What you have to do: Among the lines of this listing, count those that include "checkered" and state the count by itself.

Raw data:
+-------+
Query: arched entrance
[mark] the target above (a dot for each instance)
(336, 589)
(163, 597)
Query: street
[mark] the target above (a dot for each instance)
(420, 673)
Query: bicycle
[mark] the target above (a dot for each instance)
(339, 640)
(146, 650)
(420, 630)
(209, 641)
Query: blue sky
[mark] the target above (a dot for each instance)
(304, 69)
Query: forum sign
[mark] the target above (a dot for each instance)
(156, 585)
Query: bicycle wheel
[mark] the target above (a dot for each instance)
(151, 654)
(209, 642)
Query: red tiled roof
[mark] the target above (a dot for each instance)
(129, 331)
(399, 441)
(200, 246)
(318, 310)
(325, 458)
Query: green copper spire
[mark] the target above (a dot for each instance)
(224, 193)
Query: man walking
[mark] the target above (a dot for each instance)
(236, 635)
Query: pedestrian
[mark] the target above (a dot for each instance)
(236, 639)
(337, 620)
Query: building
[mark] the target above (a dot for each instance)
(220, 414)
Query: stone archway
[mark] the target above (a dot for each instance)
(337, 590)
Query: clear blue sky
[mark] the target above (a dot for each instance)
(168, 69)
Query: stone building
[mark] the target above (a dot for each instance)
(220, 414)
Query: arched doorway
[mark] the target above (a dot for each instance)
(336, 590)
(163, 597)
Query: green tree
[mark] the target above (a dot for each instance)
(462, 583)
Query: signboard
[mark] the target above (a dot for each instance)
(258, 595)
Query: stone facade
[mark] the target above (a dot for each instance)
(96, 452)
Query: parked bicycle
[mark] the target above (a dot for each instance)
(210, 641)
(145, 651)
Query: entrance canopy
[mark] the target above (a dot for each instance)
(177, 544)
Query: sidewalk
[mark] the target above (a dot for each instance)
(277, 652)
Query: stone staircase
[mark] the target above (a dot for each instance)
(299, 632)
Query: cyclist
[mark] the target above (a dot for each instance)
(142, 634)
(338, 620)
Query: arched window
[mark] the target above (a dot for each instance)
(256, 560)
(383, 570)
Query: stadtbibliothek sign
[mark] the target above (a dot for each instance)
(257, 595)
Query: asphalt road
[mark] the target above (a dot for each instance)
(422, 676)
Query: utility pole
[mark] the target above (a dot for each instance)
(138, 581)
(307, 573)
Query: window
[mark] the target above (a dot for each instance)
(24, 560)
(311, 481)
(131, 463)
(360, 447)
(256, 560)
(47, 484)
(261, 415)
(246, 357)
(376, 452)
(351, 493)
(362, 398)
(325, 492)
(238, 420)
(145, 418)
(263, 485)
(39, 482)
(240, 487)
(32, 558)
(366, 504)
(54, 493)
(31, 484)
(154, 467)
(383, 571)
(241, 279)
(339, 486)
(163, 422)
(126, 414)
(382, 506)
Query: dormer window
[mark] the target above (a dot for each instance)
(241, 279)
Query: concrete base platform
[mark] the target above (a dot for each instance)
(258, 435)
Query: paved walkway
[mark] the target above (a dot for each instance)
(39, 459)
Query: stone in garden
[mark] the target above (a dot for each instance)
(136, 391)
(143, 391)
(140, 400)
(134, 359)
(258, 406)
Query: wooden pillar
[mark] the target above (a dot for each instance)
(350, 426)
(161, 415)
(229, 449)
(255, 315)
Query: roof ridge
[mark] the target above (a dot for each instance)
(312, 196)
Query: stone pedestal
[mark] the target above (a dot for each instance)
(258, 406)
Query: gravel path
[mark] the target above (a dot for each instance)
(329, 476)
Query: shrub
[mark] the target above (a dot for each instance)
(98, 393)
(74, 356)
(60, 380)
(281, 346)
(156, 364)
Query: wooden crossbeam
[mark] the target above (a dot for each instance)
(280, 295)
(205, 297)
+-------+
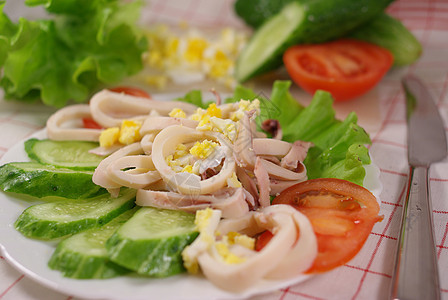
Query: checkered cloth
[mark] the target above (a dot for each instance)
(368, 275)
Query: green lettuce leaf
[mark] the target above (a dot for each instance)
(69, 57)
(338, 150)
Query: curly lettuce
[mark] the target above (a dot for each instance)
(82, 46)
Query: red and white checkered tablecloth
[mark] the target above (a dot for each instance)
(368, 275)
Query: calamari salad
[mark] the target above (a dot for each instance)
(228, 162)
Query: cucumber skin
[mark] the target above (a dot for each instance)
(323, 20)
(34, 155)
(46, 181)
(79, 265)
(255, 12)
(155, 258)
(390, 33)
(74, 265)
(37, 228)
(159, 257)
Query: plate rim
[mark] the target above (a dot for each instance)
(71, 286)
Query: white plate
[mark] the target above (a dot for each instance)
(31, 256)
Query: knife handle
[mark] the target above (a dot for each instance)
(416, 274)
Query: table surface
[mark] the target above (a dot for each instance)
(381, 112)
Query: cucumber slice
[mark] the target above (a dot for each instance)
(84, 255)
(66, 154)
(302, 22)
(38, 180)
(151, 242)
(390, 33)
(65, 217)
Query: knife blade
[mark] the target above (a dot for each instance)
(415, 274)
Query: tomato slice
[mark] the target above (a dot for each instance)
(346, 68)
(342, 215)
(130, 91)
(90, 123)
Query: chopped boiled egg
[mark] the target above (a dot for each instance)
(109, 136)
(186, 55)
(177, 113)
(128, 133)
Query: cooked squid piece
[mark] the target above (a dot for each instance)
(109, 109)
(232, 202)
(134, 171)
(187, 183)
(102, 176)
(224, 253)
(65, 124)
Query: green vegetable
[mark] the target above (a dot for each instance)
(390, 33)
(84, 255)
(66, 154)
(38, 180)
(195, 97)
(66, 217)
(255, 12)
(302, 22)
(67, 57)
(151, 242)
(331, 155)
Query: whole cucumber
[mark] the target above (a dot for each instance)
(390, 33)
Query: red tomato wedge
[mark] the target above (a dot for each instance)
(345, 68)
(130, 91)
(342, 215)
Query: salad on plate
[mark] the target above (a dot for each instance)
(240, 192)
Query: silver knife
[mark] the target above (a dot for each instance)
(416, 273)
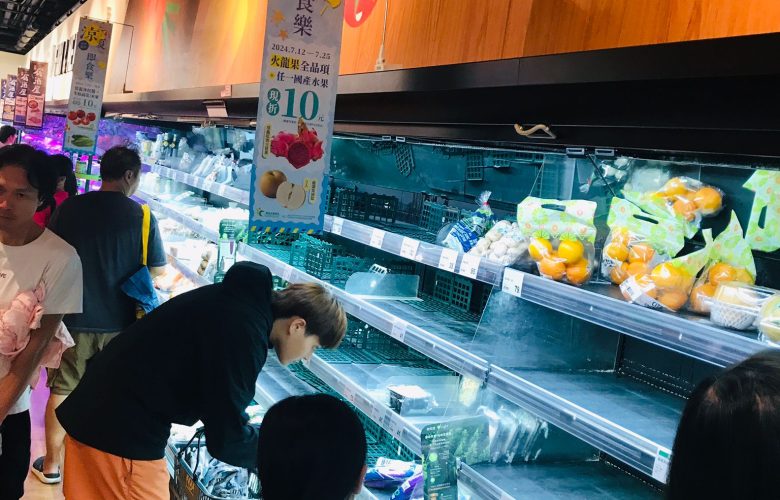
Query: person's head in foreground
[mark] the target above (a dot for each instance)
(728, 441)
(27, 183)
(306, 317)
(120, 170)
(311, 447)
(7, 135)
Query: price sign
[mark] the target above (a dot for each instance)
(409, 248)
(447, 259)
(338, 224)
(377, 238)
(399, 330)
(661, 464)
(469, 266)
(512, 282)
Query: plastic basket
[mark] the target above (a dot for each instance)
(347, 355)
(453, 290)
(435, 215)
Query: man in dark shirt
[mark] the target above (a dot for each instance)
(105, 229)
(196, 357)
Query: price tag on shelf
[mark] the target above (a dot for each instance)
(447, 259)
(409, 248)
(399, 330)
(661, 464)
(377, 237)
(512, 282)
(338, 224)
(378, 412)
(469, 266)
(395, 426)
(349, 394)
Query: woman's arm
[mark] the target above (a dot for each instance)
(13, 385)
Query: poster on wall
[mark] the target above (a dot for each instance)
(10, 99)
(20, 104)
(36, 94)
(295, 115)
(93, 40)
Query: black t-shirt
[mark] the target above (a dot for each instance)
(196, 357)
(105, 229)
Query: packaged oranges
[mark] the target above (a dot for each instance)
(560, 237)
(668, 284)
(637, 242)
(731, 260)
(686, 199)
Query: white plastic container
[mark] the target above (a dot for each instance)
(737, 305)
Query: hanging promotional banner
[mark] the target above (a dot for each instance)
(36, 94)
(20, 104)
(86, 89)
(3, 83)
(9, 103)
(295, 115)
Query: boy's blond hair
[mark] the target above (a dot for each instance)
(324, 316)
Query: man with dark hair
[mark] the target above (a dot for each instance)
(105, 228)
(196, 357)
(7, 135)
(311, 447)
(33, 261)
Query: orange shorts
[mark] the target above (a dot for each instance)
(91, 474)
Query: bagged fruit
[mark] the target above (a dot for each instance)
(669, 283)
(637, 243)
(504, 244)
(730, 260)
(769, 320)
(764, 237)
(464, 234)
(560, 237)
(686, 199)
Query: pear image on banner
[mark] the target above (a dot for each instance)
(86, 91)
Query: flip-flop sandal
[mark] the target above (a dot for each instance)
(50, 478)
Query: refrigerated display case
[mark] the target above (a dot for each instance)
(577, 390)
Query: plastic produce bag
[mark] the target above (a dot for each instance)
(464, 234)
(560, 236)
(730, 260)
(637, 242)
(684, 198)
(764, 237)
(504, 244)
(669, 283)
+-------+
Response below: 2